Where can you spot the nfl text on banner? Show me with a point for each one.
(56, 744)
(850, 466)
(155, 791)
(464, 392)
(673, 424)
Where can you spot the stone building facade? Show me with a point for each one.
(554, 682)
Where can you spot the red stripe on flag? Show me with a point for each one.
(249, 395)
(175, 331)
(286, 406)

**BRIEF**: Can you copy out all of the material above word for word, line by line?

**COMPLETED TASK**:
Where can you spot the nfl text on banner? Show me with a point for each one.
(56, 744)
(850, 466)
(155, 791)
(464, 392)
(673, 424)
Where can you spot the stone building facade? Show me with a point for each one.
(554, 682)
Where can you spot the red stripe on flag? Show me with a point for each one.
(249, 395)
(175, 331)
(286, 406)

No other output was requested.